A Variable-Correlation-Based Sparse Modeling Method for Industrial Process Monitoring

Dimensionality reduction techniques are widely used in data driven process monitoring methods for extracting key process features from process data. Dimensionality reduction generally leads to information loss, and therefore may reduce the process monitoring performance. However, choosing an appropriate data projection matrix that can minimize the effect of dimensionality reduction on process monitoring performance is often challenging. In this paper, we introduce a method to construct a variable correlation-based sparse projection matrix (VCBSPM) for reducing the dimension of process data and for building the process monitoring model. The VCBSPM is constructed on the basis of variable correlations, with each column of VCBSPM corresponding to a variable group consisting of highly correlated variables. The VCBSPM has two advantages: (1) it implements dimensionality reduction only for highly correlated variables, and therefore the negative effect of dimensionality reduction on process monitoring performance is significantly reduced; (2) the sparsity of VCBSPM not only improves its interpretability, but also enables it to eliminate redundant interferences between variables and to reveal meaningful variable connections. These advantages make the VCBSPM-based monitoring model well suited for fault detection and diagnosis. In addition, to utilize meaningful variable connections revealed by the VCBSPM to improve the fault diagnosis capability, hierarchical contribution plots consisting of group-wise and group variable-wise contribution plots are developed for fault diagnosis. The hierarchical contribution plots can identify both the faulty groups corresponding to actual control loops or physical links in the process and the faulty variables responsible for the fault. The implementation, effectiveness, and key features of the proposed methods are illustrated by an industrial case study.

* **Provided material**:
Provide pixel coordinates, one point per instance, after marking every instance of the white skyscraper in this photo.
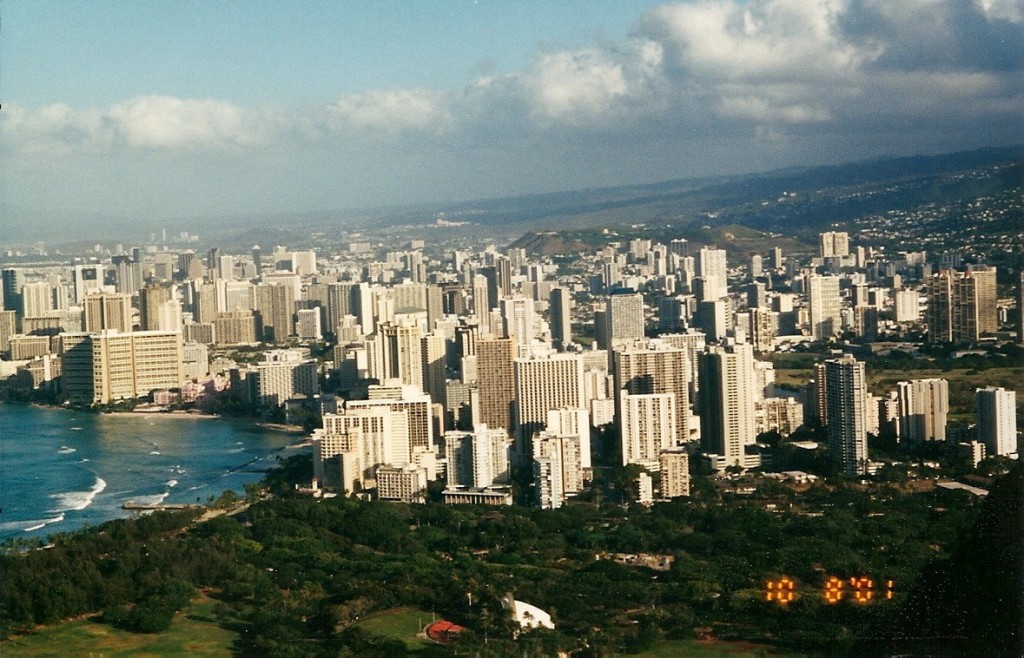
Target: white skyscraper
(997, 420)
(823, 306)
(543, 384)
(923, 408)
(845, 393)
(727, 396)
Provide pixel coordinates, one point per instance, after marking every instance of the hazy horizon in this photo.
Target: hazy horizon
(164, 111)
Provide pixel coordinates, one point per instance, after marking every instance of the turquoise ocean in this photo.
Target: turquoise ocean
(62, 470)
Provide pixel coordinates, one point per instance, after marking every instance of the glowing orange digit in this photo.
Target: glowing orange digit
(834, 589)
(862, 588)
(781, 590)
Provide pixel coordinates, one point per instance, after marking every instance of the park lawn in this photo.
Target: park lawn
(711, 649)
(186, 637)
(403, 624)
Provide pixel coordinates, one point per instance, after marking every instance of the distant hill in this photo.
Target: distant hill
(786, 201)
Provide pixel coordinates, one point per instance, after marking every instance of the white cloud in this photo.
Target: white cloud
(389, 111)
(165, 122)
(704, 77)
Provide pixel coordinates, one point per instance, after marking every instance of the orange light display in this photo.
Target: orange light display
(781, 591)
(863, 589)
(859, 589)
(834, 589)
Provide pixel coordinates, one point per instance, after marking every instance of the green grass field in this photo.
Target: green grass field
(186, 637)
(712, 649)
(400, 624)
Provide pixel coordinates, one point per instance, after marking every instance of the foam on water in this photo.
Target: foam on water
(76, 500)
(151, 499)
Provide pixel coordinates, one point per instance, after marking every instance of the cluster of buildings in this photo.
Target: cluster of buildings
(476, 364)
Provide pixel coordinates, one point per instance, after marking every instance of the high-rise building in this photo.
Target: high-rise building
(846, 392)
(557, 472)
(648, 426)
(923, 408)
(823, 306)
(727, 401)
(656, 367)
(962, 306)
(544, 383)
(495, 368)
(479, 458)
(560, 305)
(675, 470)
(307, 324)
(409, 400)
(37, 299)
(87, 279)
(518, 318)
(105, 366)
(285, 375)
(835, 244)
(624, 318)
(997, 420)
(275, 304)
(150, 299)
(398, 353)
(1020, 307)
(8, 327)
(713, 269)
(108, 311)
(906, 306)
(12, 282)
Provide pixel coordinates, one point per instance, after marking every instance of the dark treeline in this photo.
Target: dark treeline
(293, 574)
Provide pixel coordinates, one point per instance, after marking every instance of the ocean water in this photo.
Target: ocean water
(62, 470)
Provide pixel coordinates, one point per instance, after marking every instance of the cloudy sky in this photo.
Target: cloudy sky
(179, 108)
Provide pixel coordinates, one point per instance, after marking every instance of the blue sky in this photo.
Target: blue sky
(99, 52)
(174, 108)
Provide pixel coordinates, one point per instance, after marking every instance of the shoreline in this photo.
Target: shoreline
(175, 413)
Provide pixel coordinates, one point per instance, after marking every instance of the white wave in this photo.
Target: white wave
(75, 500)
(151, 499)
(43, 523)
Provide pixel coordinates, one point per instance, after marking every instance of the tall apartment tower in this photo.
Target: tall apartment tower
(997, 420)
(542, 384)
(87, 279)
(560, 304)
(923, 405)
(712, 267)
(150, 299)
(105, 366)
(624, 318)
(12, 282)
(727, 398)
(495, 370)
(846, 395)
(1020, 307)
(108, 311)
(656, 367)
(275, 303)
(834, 244)
(962, 306)
(823, 306)
(400, 353)
(518, 318)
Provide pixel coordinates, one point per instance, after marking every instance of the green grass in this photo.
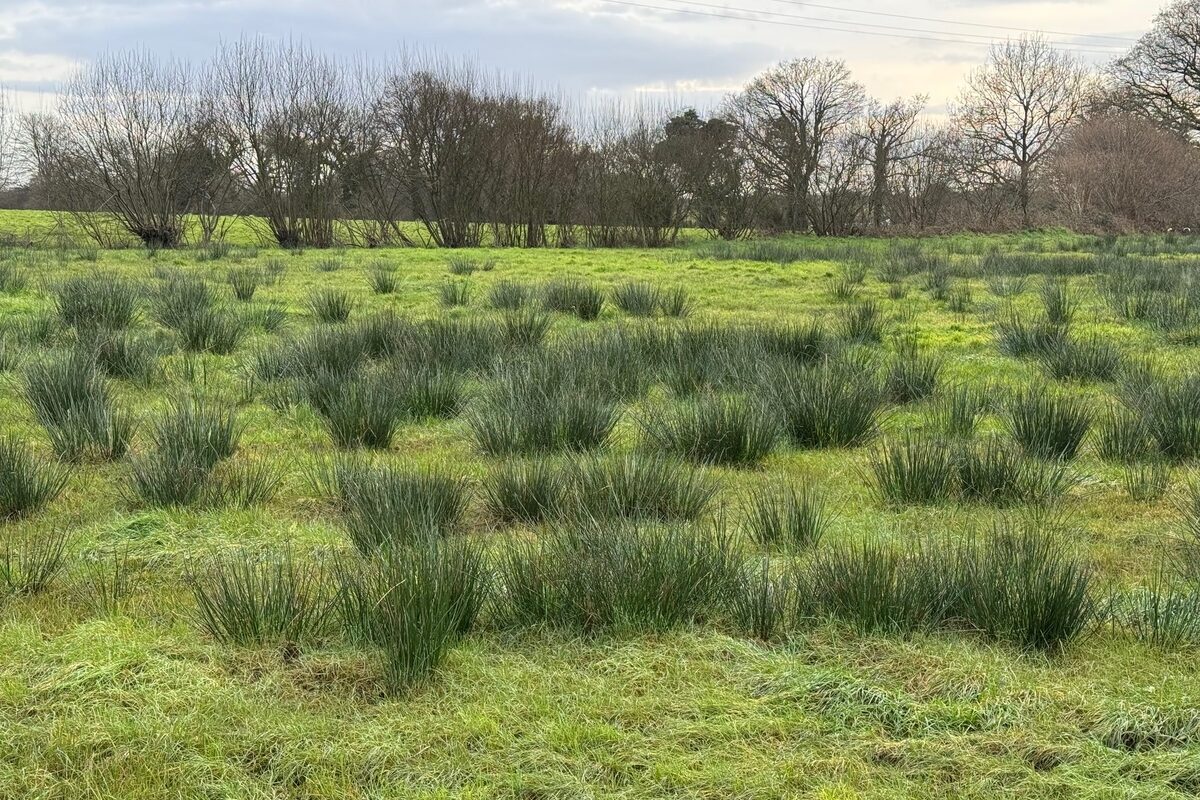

* **Work to complete**:
Retype the full abstract on variable-correlation-based sparse modeling for process monitoring, word for word.

* **Written response**:
A Variable-Correlation-Based Sparse Modeling Method for Industrial Process Monitoring

Dimensionality reduction techniques are widely used in data driven process monitoring methods for extracting key process features from process data. Dimensionality reduction generally leads to information loss, and therefore may reduce the process monitoring performance. However, choosing an appropriate data projection matrix that can minimize the effect of dimensionality reduction on process monitoring performance is often challenging. In this paper, we introduce a method to construct a variable correlation-based sparse projection matrix (VCBSPM) for reducing the dimension of process data and for building the process monitoring model. The VCBSPM is constructed on the basis of variable correlations, with each column of VCBSPM corresponding to a variable group consisting of highly correlated variables. The VCBSPM has two advantages: (1) it implements dimensionality reduction only for highly correlated variables, and therefore the negative effect of dimensionality reduction on process monitoring performance is significantly reduced; (2) the sparsity of VCBSPM not only improves its interpretability, but also enables it to eliminate redundant interferences between variables and to reveal meaningful variable connections. These advantages make the VCBSPM-based monitoring model well suited for fault detection and diagnosis. In addition, to utilize meaningful variable connections revealed by the VCBSPM to improve the fault diagnosis capability, hierarchical contribution plots consisting of group-wise and group variable-wise contribution plots are developed for fault diagnosis. The hierarchical contribution plots can identify both the faulty groups corresponding to actual control loops or physical links in the process and the faulty variables responsible for the fault. The implementation, effectiveness, and key features of the proposed methods are illustrated by an industrial case study.